Each line of the data should be given again exactly.

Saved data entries

-- Opening Marker --

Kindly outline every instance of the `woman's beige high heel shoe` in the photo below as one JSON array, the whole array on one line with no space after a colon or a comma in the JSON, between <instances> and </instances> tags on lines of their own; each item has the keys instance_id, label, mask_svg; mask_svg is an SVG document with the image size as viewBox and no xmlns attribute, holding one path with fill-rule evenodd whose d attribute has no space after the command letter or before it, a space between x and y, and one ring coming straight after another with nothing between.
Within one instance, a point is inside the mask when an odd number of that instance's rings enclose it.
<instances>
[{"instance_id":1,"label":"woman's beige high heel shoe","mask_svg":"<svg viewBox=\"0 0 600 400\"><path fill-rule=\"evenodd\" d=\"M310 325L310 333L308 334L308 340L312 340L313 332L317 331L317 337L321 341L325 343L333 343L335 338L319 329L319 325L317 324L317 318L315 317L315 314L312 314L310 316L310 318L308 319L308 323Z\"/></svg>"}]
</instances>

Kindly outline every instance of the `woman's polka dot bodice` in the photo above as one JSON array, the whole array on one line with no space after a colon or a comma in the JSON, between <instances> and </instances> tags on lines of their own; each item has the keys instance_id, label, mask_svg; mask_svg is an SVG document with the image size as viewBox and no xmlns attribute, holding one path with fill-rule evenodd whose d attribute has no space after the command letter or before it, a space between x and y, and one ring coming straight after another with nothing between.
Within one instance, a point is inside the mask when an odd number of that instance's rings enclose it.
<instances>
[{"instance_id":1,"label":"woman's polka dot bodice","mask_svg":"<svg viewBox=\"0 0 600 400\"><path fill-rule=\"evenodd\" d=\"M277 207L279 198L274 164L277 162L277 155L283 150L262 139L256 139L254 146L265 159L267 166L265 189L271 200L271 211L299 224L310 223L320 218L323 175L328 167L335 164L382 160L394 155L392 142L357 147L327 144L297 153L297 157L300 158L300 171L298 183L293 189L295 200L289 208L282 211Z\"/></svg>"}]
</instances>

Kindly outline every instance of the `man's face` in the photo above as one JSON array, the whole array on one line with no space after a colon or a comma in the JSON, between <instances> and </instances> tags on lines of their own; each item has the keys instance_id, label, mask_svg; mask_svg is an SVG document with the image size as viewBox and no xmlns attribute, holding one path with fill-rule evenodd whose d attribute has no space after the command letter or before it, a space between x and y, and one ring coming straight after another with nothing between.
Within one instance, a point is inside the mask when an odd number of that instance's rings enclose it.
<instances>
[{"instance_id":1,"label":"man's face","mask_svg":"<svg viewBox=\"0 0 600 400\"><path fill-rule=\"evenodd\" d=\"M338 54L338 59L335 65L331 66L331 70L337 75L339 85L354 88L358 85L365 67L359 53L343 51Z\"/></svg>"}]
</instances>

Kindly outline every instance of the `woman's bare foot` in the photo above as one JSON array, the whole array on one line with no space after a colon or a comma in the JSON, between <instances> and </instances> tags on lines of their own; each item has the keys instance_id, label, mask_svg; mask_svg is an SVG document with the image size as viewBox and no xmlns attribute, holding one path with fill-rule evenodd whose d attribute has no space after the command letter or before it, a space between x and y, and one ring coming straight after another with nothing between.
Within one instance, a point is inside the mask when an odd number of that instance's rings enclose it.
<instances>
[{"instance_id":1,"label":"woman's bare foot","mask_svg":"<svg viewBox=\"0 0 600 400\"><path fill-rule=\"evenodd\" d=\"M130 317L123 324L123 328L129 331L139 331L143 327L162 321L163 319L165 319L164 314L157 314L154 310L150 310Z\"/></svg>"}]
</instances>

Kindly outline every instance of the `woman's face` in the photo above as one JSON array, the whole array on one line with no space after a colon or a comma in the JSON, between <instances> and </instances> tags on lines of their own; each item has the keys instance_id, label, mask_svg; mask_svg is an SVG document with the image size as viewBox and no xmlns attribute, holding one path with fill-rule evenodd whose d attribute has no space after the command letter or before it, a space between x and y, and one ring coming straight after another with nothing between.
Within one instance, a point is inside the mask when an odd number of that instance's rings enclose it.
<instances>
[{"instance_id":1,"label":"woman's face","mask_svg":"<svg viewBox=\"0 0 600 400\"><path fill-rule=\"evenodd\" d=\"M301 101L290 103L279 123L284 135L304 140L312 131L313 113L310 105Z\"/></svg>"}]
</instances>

-- Closing Marker --

» Solution below:
Kindly outline every instance of the `woman's beige high heel shoe` in the photo below as one JSON array, the whole array on one line with no space after a colon or a comma in the JSON, between <instances> and </instances> tags on lines of their own; each item has the keys instance_id, label, mask_svg; mask_svg is an SVG document with the image size as viewBox and no xmlns attribute, holding one path with fill-rule evenodd whose d attribute has no space after the command letter or before it, a space between x and y, and one ring coming straight after another with nothing between.
Within one instance, a point is inside the mask when an odd number of that instance's rings enclose it.
<instances>
[{"instance_id":1,"label":"woman's beige high heel shoe","mask_svg":"<svg viewBox=\"0 0 600 400\"><path fill-rule=\"evenodd\" d=\"M310 325L310 333L308 334L308 340L312 340L313 332L317 331L317 337L321 341L325 343L333 343L335 338L319 329L319 325L317 324L317 318L315 317L315 314L312 314L310 316L310 318L308 319L308 323Z\"/></svg>"}]
</instances>

Kindly outline every instance of the `woman's polka dot bodice` in the photo above as one JSON array, the whole array on one line with no space after a colon or a comma in the JSON, between <instances> and </instances> tags on lines of their own; each item has the keys instance_id, label, mask_svg; mask_svg is an SVG document with the image size as viewBox and no xmlns attribute, holding one path with fill-rule evenodd whose d attribute has no space after the command letter or before it, a space between x and y, and one ring coming straight after another with nothing between.
Within one instance, a point is inside the mask when an odd number of that instance's rings enclose it.
<instances>
[{"instance_id":1,"label":"woman's polka dot bodice","mask_svg":"<svg viewBox=\"0 0 600 400\"><path fill-rule=\"evenodd\" d=\"M277 207L279 198L274 164L277 162L277 155L283 150L262 139L256 139L254 146L265 159L267 166L265 189L271 200L271 211L299 224L310 223L320 218L323 175L328 167L335 164L382 160L394 155L392 142L357 147L327 144L297 153L297 157L300 158L300 171L298 183L293 189L295 200L289 208L282 211Z\"/></svg>"}]
</instances>

Kindly outline every instance of the `man's face` in the photo above as one JSON array, the whole array on one line with no space after a colon or a comma in the JSON, between <instances> and </instances> tags on lines of their own; each item has the keys instance_id, label, mask_svg; mask_svg is an SVG document with the image size as viewBox and no xmlns attribute, holding one path with fill-rule evenodd whose d attribute has no space after the command letter or before it, a space between x and y, and one ring coming straight after another with nothing between.
Within one instance, a point is inside the mask when an odd number of that instance's rings enclose it.
<instances>
[{"instance_id":1,"label":"man's face","mask_svg":"<svg viewBox=\"0 0 600 400\"><path fill-rule=\"evenodd\" d=\"M338 54L338 59L335 65L331 66L331 70L337 75L339 85L354 88L358 85L365 67L359 53L343 51Z\"/></svg>"}]
</instances>

Kindly outline every instance of the `woman's bare foot` in the photo above as one JSON array, the whole array on one line with no space after a colon or a comma in the JSON, between <instances> and </instances> tags on lines of their own; each item has the keys instance_id, label, mask_svg; mask_svg is an SVG document with the image size as viewBox and no xmlns attribute, holding one path with fill-rule evenodd whose d attribute has no space after the command letter or before it, a space between x and y, and one ring coming straight after another with nothing between.
Within one instance, a point is inside the mask when an odd number of that instance's rings enclose it.
<instances>
[{"instance_id":1,"label":"woman's bare foot","mask_svg":"<svg viewBox=\"0 0 600 400\"><path fill-rule=\"evenodd\" d=\"M130 317L123 324L123 328L129 331L139 331L143 327L162 321L163 319L165 319L164 314L157 314L154 310L150 310Z\"/></svg>"}]
</instances>

Kindly outline every instance of the `woman's face` in the photo above as one JSON array, the whole array on one line with no space after a colon or a comma in the JSON, between <instances> and </instances> tags on lines of their own; each item has the keys instance_id, label, mask_svg; mask_svg is an SVG document with the image size as viewBox and no xmlns attribute, holding one path with fill-rule evenodd whose d attribute has no space after the command letter or before it, a space between x and y, and one ring coming straight after another with nothing between.
Within one instance, a point is inside the mask when an odd number of that instance's rings enclose it.
<instances>
[{"instance_id":1,"label":"woman's face","mask_svg":"<svg viewBox=\"0 0 600 400\"><path fill-rule=\"evenodd\" d=\"M301 101L290 103L279 123L284 135L304 140L312 131L313 113L310 105Z\"/></svg>"}]
</instances>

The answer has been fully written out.